++++ PROVIDED RECORDS ++++
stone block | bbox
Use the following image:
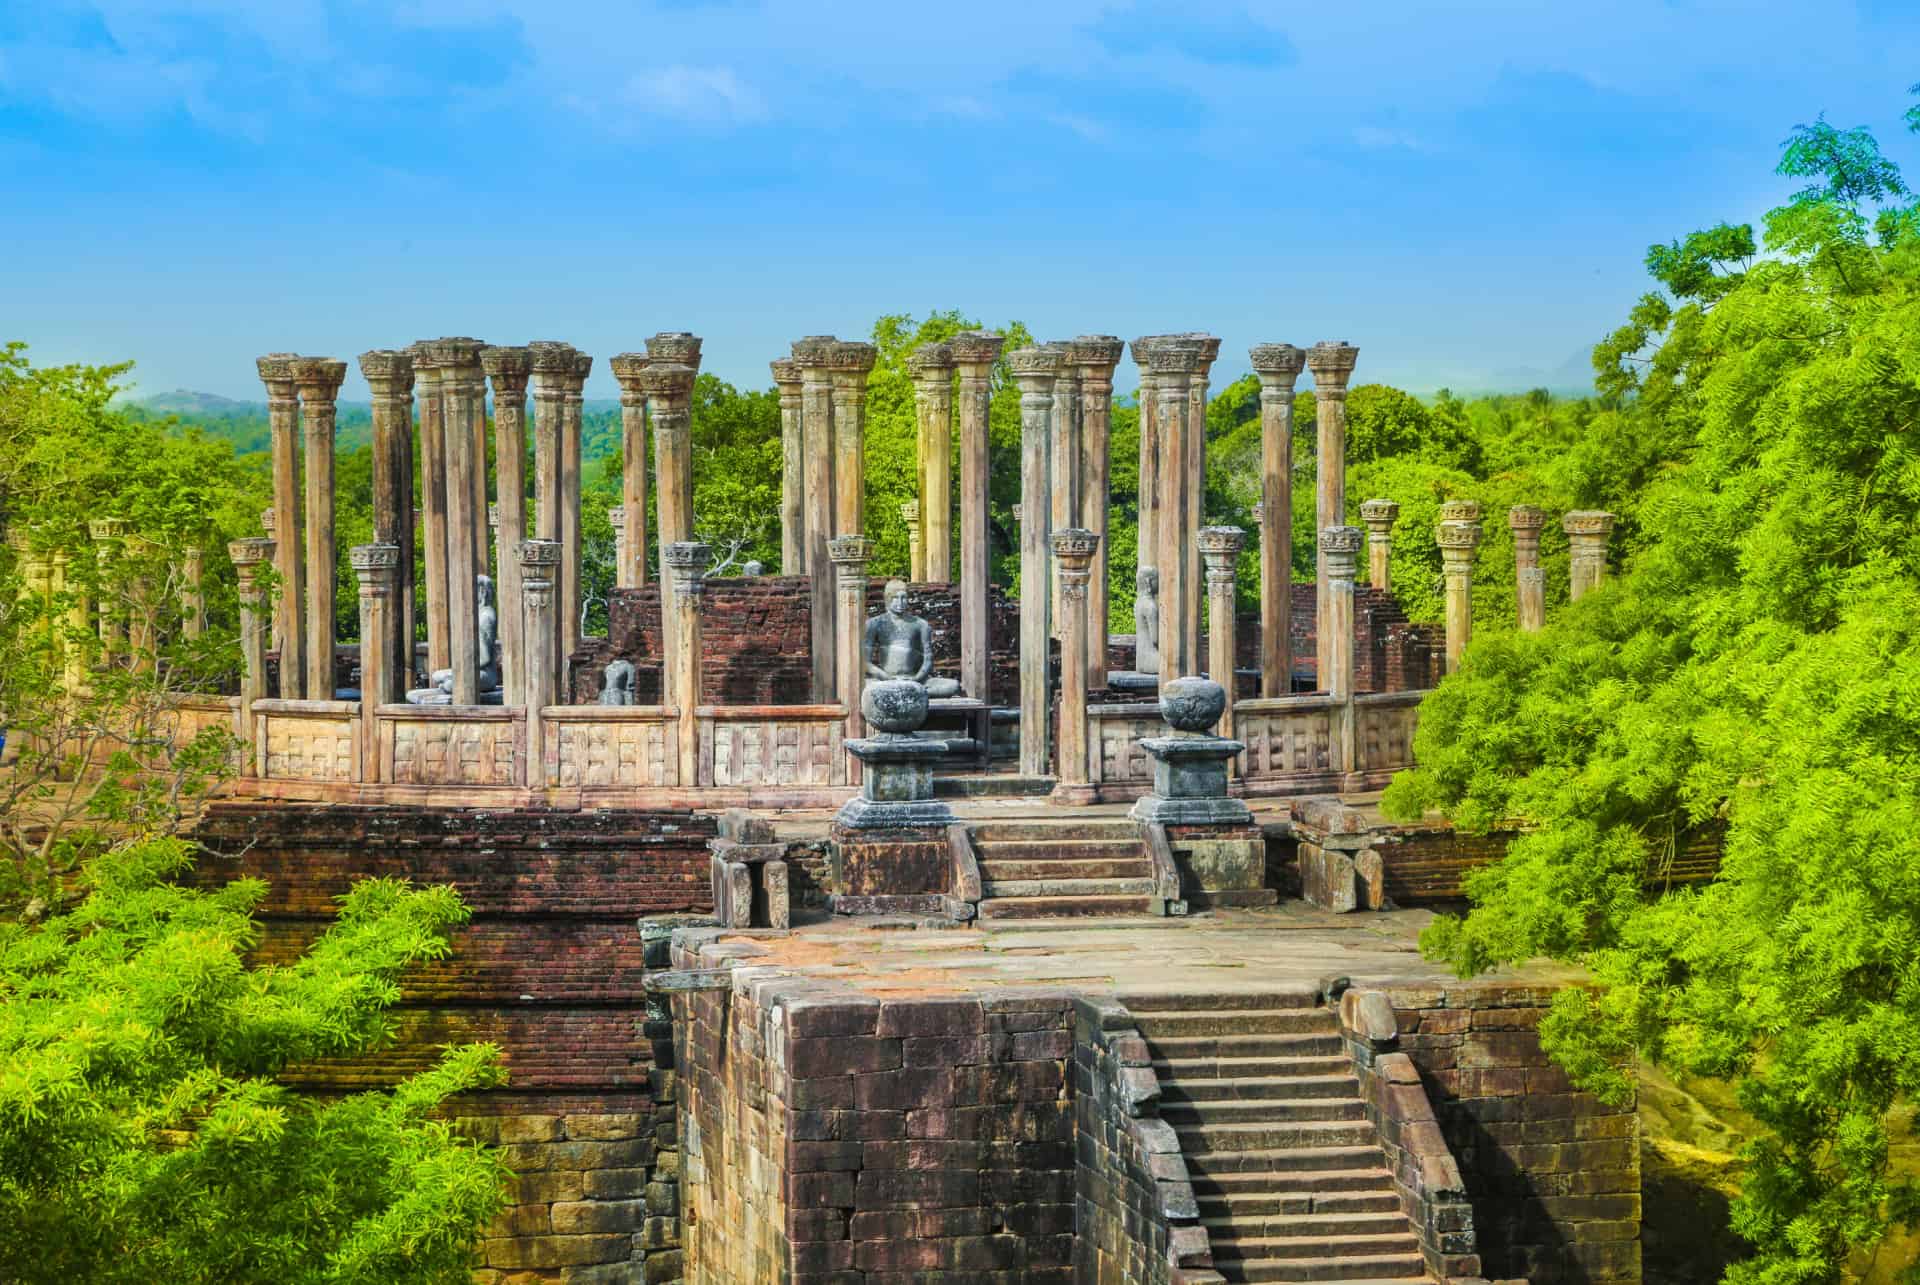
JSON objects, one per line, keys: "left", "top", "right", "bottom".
{"left": 582, "top": 1168, "right": 647, "bottom": 1199}
{"left": 1354, "top": 847, "right": 1385, "bottom": 909}
{"left": 550, "top": 1200, "right": 646, "bottom": 1235}
{"left": 790, "top": 1036, "right": 902, "bottom": 1079}
{"left": 1300, "top": 843, "right": 1358, "bottom": 912}
{"left": 565, "top": 1113, "right": 645, "bottom": 1140}
{"left": 482, "top": 1233, "right": 631, "bottom": 1269}
{"left": 875, "top": 998, "right": 986, "bottom": 1037}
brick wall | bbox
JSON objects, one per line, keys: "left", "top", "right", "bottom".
{"left": 189, "top": 803, "right": 718, "bottom": 1283}
{"left": 1384, "top": 983, "right": 1641, "bottom": 1284}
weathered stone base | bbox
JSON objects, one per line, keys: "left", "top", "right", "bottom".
{"left": 833, "top": 795, "right": 955, "bottom": 829}
{"left": 1164, "top": 824, "right": 1275, "bottom": 909}
{"left": 1129, "top": 794, "right": 1253, "bottom": 826}
{"left": 829, "top": 823, "right": 951, "bottom": 904}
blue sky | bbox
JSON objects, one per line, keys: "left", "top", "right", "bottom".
{"left": 5, "top": 0, "right": 1919, "bottom": 402}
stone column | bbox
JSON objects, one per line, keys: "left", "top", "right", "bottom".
{"left": 256, "top": 354, "right": 306, "bottom": 697}
{"left": 951, "top": 331, "right": 1003, "bottom": 701}
{"left": 1565, "top": 510, "right": 1616, "bottom": 601}
{"left": 520, "top": 539, "right": 561, "bottom": 789}
{"left": 528, "top": 342, "right": 572, "bottom": 692}
{"left": 1046, "top": 342, "right": 1079, "bottom": 634}
{"left": 1185, "top": 335, "right": 1221, "bottom": 669}
{"left": 1250, "top": 343, "right": 1305, "bottom": 698}
{"left": 259, "top": 507, "right": 284, "bottom": 659}
{"left": 908, "top": 342, "right": 956, "bottom": 582}
{"left": 229, "top": 537, "right": 274, "bottom": 762}
{"left": 1130, "top": 338, "right": 1163, "bottom": 637}
{"left": 178, "top": 547, "right": 205, "bottom": 639}
{"left": 350, "top": 544, "right": 399, "bottom": 782}
{"left": 900, "top": 501, "right": 922, "bottom": 582}
{"left": 1199, "top": 526, "right": 1245, "bottom": 749}
{"left": 828, "top": 341, "right": 877, "bottom": 541}
{"left": 482, "top": 348, "right": 531, "bottom": 705}
{"left": 360, "top": 349, "right": 417, "bottom": 691}
{"left": 828, "top": 535, "right": 874, "bottom": 747}
{"left": 55, "top": 549, "right": 87, "bottom": 692}
{"left": 791, "top": 337, "right": 839, "bottom": 701}
{"left": 88, "top": 519, "right": 127, "bottom": 665}
{"left": 1359, "top": 499, "right": 1399, "bottom": 591}
{"left": 1008, "top": 347, "right": 1061, "bottom": 777}
{"left": 459, "top": 340, "right": 490, "bottom": 584}
{"left": 1437, "top": 501, "right": 1483, "bottom": 673}
{"left": 771, "top": 358, "right": 805, "bottom": 573}
{"left": 1071, "top": 337, "right": 1123, "bottom": 689}
{"left": 411, "top": 343, "right": 452, "bottom": 677}
{"left": 562, "top": 350, "right": 594, "bottom": 657}
{"left": 609, "top": 352, "right": 652, "bottom": 590}
{"left": 662, "top": 541, "right": 712, "bottom": 788}
{"left": 1051, "top": 529, "right": 1098, "bottom": 798}
{"left": 645, "top": 332, "right": 703, "bottom": 544}
{"left": 1509, "top": 505, "right": 1547, "bottom": 631}
{"left": 1307, "top": 341, "right": 1360, "bottom": 686}
{"left": 428, "top": 340, "right": 484, "bottom": 706}
{"left": 291, "top": 357, "right": 347, "bottom": 701}
{"left": 1152, "top": 341, "right": 1203, "bottom": 680}
{"left": 1320, "top": 526, "right": 1363, "bottom": 776}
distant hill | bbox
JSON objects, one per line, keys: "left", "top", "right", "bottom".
{"left": 134, "top": 389, "right": 262, "bottom": 417}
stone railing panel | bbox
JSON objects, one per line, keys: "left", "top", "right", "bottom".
{"left": 377, "top": 705, "right": 520, "bottom": 787}
{"left": 695, "top": 705, "right": 845, "bottom": 789}
{"left": 1089, "top": 701, "right": 1166, "bottom": 790}
{"left": 256, "top": 700, "right": 358, "bottom": 782}
{"left": 1356, "top": 691, "right": 1423, "bottom": 776}
{"left": 542, "top": 706, "right": 675, "bottom": 789}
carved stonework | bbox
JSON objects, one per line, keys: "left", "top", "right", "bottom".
{"left": 1436, "top": 521, "right": 1484, "bottom": 554}
{"left": 790, "top": 335, "right": 838, "bottom": 366}
{"left": 1359, "top": 498, "right": 1400, "bottom": 529}
{"left": 1306, "top": 340, "right": 1361, "bottom": 396}
{"left": 907, "top": 342, "right": 955, "bottom": 377}
{"left": 1563, "top": 510, "right": 1617, "bottom": 536}
{"left": 1249, "top": 343, "right": 1308, "bottom": 380}
{"left": 948, "top": 331, "right": 1005, "bottom": 365}
{"left": 1508, "top": 504, "right": 1547, "bottom": 532}
{"left": 644, "top": 332, "right": 702, "bottom": 368}
{"left": 1319, "top": 526, "right": 1363, "bottom": 579}
{"left": 1437, "top": 499, "right": 1483, "bottom": 524}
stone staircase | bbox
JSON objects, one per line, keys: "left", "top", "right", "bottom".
{"left": 970, "top": 818, "right": 1158, "bottom": 920}
{"left": 1125, "top": 991, "right": 1434, "bottom": 1284}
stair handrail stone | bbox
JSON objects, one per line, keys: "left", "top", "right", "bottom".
{"left": 1137, "top": 819, "right": 1188, "bottom": 916}
{"left": 947, "top": 822, "right": 983, "bottom": 919}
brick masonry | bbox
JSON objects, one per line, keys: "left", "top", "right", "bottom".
{"left": 190, "top": 803, "right": 718, "bottom": 1284}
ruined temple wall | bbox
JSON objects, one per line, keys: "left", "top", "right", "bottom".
{"left": 191, "top": 803, "right": 716, "bottom": 1283}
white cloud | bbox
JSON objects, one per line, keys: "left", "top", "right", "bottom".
{"left": 617, "top": 64, "right": 764, "bottom": 124}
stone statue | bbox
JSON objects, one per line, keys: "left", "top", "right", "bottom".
{"left": 864, "top": 579, "right": 961, "bottom": 698}
{"left": 600, "top": 658, "right": 636, "bottom": 705}
{"left": 1134, "top": 568, "right": 1161, "bottom": 675}
{"left": 412, "top": 575, "right": 503, "bottom": 703}
{"left": 742, "top": 560, "right": 764, "bottom": 576}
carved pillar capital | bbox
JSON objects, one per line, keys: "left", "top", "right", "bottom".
{"left": 482, "top": 345, "right": 533, "bottom": 396}
{"left": 1249, "top": 343, "right": 1308, "bottom": 395}
{"left": 1198, "top": 525, "right": 1246, "bottom": 588}
{"left": 1051, "top": 527, "right": 1099, "bottom": 598}
{"left": 645, "top": 331, "right": 703, "bottom": 371}
{"left": 1359, "top": 498, "right": 1400, "bottom": 538}
{"left": 228, "top": 536, "right": 275, "bottom": 579}
{"left": 1319, "top": 525, "right": 1364, "bottom": 583}
{"left": 948, "top": 330, "right": 1005, "bottom": 371}
{"left": 662, "top": 540, "right": 713, "bottom": 599}
{"left": 1437, "top": 519, "right": 1484, "bottom": 568}
{"left": 826, "top": 534, "right": 875, "bottom": 587}
{"left": 358, "top": 349, "right": 415, "bottom": 398}
{"left": 1306, "top": 340, "right": 1360, "bottom": 399}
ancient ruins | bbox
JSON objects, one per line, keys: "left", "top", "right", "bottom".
{"left": 40, "top": 329, "right": 1638, "bottom": 1284}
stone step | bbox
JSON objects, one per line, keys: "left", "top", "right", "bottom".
{"left": 1144, "top": 1033, "right": 1346, "bottom": 1060}
{"left": 976, "top": 894, "right": 1158, "bottom": 920}
{"left": 1122, "top": 990, "right": 1318, "bottom": 1013}
{"left": 1219, "top": 1260, "right": 1428, "bottom": 1284}
{"left": 969, "top": 819, "right": 1140, "bottom": 843}
{"left": 1196, "top": 1189, "right": 1403, "bottom": 1217}
{"left": 1133, "top": 1009, "right": 1338, "bottom": 1038}
{"left": 977, "top": 857, "right": 1150, "bottom": 882}
{"left": 1173, "top": 1119, "right": 1379, "bottom": 1154}
{"left": 1159, "top": 1096, "right": 1367, "bottom": 1125}
{"left": 1154, "top": 1056, "right": 1352, "bottom": 1082}
{"left": 979, "top": 876, "right": 1156, "bottom": 899}
{"left": 1201, "top": 1212, "right": 1414, "bottom": 1242}
{"left": 1187, "top": 1163, "right": 1397, "bottom": 1191}
{"left": 972, "top": 837, "right": 1146, "bottom": 860}
{"left": 1161, "top": 1074, "right": 1360, "bottom": 1103}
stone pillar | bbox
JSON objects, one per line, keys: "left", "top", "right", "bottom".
{"left": 528, "top": 342, "right": 573, "bottom": 693}
{"left": 482, "top": 348, "right": 532, "bottom": 706}
{"left": 793, "top": 337, "right": 839, "bottom": 701}
{"left": 256, "top": 354, "right": 306, "bottom": 697}
{"left": 1307, "top": 341, "right": 1360, "bottom": 686}
{"left": 124, "top": 534, "right": 159, "bottom": 675}
{"left": 828, "top": 535, "right": 875, "bottom": 747}
{"left": 291, "top": 357, "right": 347, "bottom": 702}
{"left": 1250, "top": 344, "right": 1305, "bottom": 698}
{"left": 1051, "top": 529, "right": 1099, "bottom": 799}
{"left": 1071, "top": 337, "right": 1123, "bottom": 689}
{"left": 88, "top": 519, "right": 127, "bottom": 665}
{"left": 951, "top": 330, "right": 1003, "bottom": 702}
{"left": 828, "top": 341, "right": 876, "bottom": 541}
{"left": 1510, "top": 504, "right": 1547, "bottom": 631}
{"left": 1437, "top": 501, "right": 1483, "bottom": 673}
{"left": 908, "top": 342, "right": 956, "bottom": 583}
{"left": 645, "top": 332, "right": 702, "bottom": 547}
{"left": 178, "top": 547, "right": 205, "bottom": 639}
{"left": 259, "top": 507, "right": 284, "bottom": 659}
{"left": 662, "top": 541, "right": 712, "bottom": 788}
{"left": 520, "top": 539, "right": 560, "bottom": 790}
{"left": 1152, "top": 340, "right": 1203, "bottom": 680}
{"left": 429, "top": 341, "right": 484, "bottom": 707}
{"left": 55, "top": 549, "right": 87, "bottom": 692}
{"left": 901, "top": 501, "right": 922, "bottom": 582}
{"left": 1130, "top": 338, "right": 1163, "bottom": 637}
{"left": 1320, "top": 526, "right": 1363, "bottom": 777}
{"left": 351, "top": 544, "right": 399, "bottom": 782}
{"left": 609, "top": 352, "right": 652, "bottom": 590}
{"left": 411, "top": 343, "right": 452, "bottom": 678}
{"left": 229, "top": 537, "right": 274, "bottom": 762}
{"left": 1008, "top": 347, "right": 1061, "bottom": 777}
{"left": 1565, "top": 510, "right": 1616, "bottom": 601}
{"left": 360, "top": 349, "right": 417, "bottom": 692}
{"left": 561, "top": 350, "right": 594, "bottom": 657}
{"left": 1198, "top": 526, "right": 1245, "bottom": 749}
{"left": 1185, "top": 335, "right": 1221, "bottom": 669}
{"left": 460, "top": 341, "right": 491, "bottom": 583}
{"left": 1359, "top": 498, "right": 1399, "bottom": 591}
{"left": 1046, "top": 342, "right": 1079, "bottom": 634}
{"left": 771, "top": 358, "right": 805, "bottom": 573}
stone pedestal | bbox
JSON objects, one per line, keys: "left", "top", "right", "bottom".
{"left": 908, "top": 342, "right": 956, "bottom": 583}
{"left": 1307, "top": 342, "right": 1359, "bottom": 686}
{"left": 1250, "top": 343, "right": 1305, "bottom": 698}
{"left": 609, "top": 352, "right": 652, "bottom": 590}
{"left": 771, "top": 358, "right": 805, "bottom": 573}
{"left": 1050, "top": 529, "right": 1098, "bottom": 802}
{"left": 1437, "top": 502, "right": 1483, "bottom": 674}
{"left": 1509, "top": 504, "right": 1547, "bottom": 631}
{"left": 1130, "top": 677, "right": 1251, "bottom": 827}
{"left": 1008, "top": 347, "right": 1062, "bottom": 777}
{"left": 257, "top": 355, "right": 306, "bottom": 697}
{"left": 1565, "top": 509, "right": 1616, "bottom": 601}
{"left": 951, "top": 331, "right": 1004, "bottom": 704}
{"left": 837, "top": 678, "right": 955, "bottom": 830}
{"left": 1360, "top": 498, "right": 1399, "bottom": 592}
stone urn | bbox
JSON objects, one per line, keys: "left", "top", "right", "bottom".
{"left": 1159, "top": 675, "right": 1227, "bottom": 735}
{"left": 836, "top": 678, "right": 953, "bottom": 830}
{"left": 1130, "top": 676, "right": 1251, "bottom": 826}
{"left": 861, "top": 677, "right": 929, "bottom": 739}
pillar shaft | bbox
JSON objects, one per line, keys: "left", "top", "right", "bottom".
{"left": 178, "top": 547, "right": 205, "bottom": 639}
{"left": 229, "top": 538, "right": 274, "bottom": 765}
{"left": 1051, "top": 529, "right": 1098, "bottom": 793}
{"left": 484, "top": 348, "right": 532, "bottom": 705}
{"left": 1565, "top": 510, "right": 1616, "bottom": 601}
{"left": 430, "top": 342, "right": 485, "bottom": 706}
{"left": 466, "top": 348, "right": 490, "bottom": 587}
{"left": 1320, "top": 526, "right": 1362, "bottom": 776}
{"left": 910, "top": 345, "right": 956, "bottom": 583}
{"left": 520, "top": 539, "right": 560, "bottom": 788}
{"left": 1437, "top": 506, "right": 1483, "bottom": 673}
{"left": 1307, "top": 342, "right": 1359, "bottom": 687}
{"left": 640, "top": 355, "right": 700, "bottom": 705}
{"left": 361, "top": 350, "right": 417, "bottom": 693}
{"left": 1008, "top": 347, "right": 1060, "bottom": 777}
{"left": 1185, "top": 336, "right": 1220, "bottom": 670}
{"left": 257, "top": 356, "right": 306, "bottom": 697}
{"left": 1072, "top": 338, "right": 1123, "bottom": 690}
{"left": 610, "top": 353, "right": 653, "bottom": 590}
{"left": 901, "top": 502, "right": 922, "bottom": 582}
{"left": 1250, "top": 345, "right": 1305, "bottom": 698}
{"left": 351, "top": 544, "right": 399, "bottom": 782}
{"left": 1360, "top": 499, "right": 1399, "bottom": 593}
{"left": 529, "top": 342, "right": 572, "bottom": 696}
{"left": 292, "top": 358, "right": 347, "bottom": 701}
{"left": 794, "top": 337, "right": 839, "bottom": 702}
{"left": 1199, "top": 526, "right": 1245, "bottom": 750}
{"left": 1510, "top": 505, "right": 1547, "bottom": 631}
{"left": 662, "top": 541, "right": 712, "bottom": 787}
{"left": 88, "top": 520, "right": 127, "bottom": 668}
{"left": 1151, "top": 343, "right": 1201, "bottom": 680}
{"left": 828, "top": 535, "right": 875, "bottom": 747}
{"left": 951, "top": 332, "right": 1003, "bottom": 702}
{"left": 829, "top": 341, "right": 876, "bottom": 541}
{"left": 772, "top": 359, "right": 805, "bottom": 573}
{"left": 561, "top": 351, "right": 592, "bottom": 659}
{"left": 1130, "top": 340, "right": 1162, "bottom": 638}
{"left": 413, "top": 349, "right": 453, "bottom": 677}
{"left": 1047, "top": 346, "right": 1079, "bottom": 635}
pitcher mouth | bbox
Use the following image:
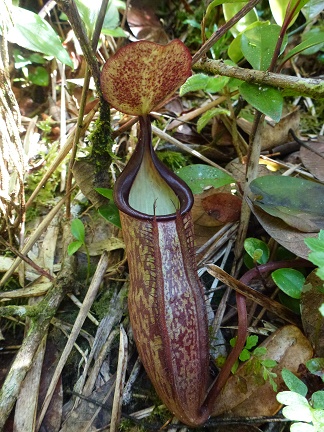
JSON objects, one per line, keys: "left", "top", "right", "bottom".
{"left": 114, "top": 115, "right": 193, "bottom": 221}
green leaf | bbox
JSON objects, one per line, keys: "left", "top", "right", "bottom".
{"left": 278, "top": 291, "right": 301, "bottom": 314}
{"left": 305, "top": 231, "right": 324, "bottom": 252}
{"left": 271, "top": 268, "right": 305, "bottom": 299}
{"left": 180, "top": 74, "right": 229, "bottom": 96}
{"left": 305, "top": 231, "right": 324, "bottom": 279}
{"left": 245, "top": 334, "right": 258, "bottom": 350}
{"left": 239, "top": 348, "right": 251, "bottom": 361}
{"left": 253, "top": 346, "right": 267, "bottom": 357}
{"left": 249, "top": 176, "right": 324, "bottom": 232}
{"left": 239, "top": 83, "right": 283, "bottom": 122}
{"left": 29, "top": 66, "right": 49, "bottom": 86}
{"left": 312, "top": 391, "right": 324, "bottom": 409}
{"left": 95, "top": 187, "right": 114, "bottom": 200}
{"left": 282, "top": 403, "right": 313, "bottom": 422}
{"left": 313, "top": 407, "right": 324, "bottom": 424}
{"left": 281, "top": 368, "right": 308, "bottom": 396}
{"left": 320, "top": 303, "right": 324, "bottom": 316}
{"left": 98, "top": 203, "right": 121, "bottom": 228}
{"left": 197, "top": 108, "right": 230, "bottom": 133}
{"left": 280, "top": 31, "right": 324, "bottom": 64}
{"left": 291, "top": 422, "right": 316, "bottom": 432}
{"left": 228, "top": 21, "right": 270, "bottom": 64}
{"left": 244, "top": 237, "right": 270, "bottom": 264}
{"left": 261, "top": 359, "right": 277, "bottom": 368}
{"left": 175, "top": 164, "right": 235, "bottom": 194}
{"left": 302, "top": 0, "right": 324, "bottom": 20}
{"left": 270, "top": 0, "right": 311, "bottom": 27}
{"left": 241, "top": 24, "right": 287, "bottom": 70}
{"left": 101, "top": 27, "right": 127, "bottom": 37}
{"left": 71, "top": 219, "right": 85, "bottom": 242}
{"left": 306, "top": 358, "right": 324, "bottom": 381}
{"left": 223, "top": 2, "right": 259, "bottom": 38}
{"left": 277, "top": 390, "right": 309, "bottom": 406}
{"left": 8, "top": 7, "right": 73, "bottom": 67}
{"left": 180, "top": 74, "right": 209, "bottom": 96}
{"left": 67, "top": 240, "right": 83, "bottom": 256}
++++
WHAT YOU ARE ASKED TO DO: How many lines in the records above contain the word "wall"? Answer with the number alone.

PROBLEM SOLUTION: 2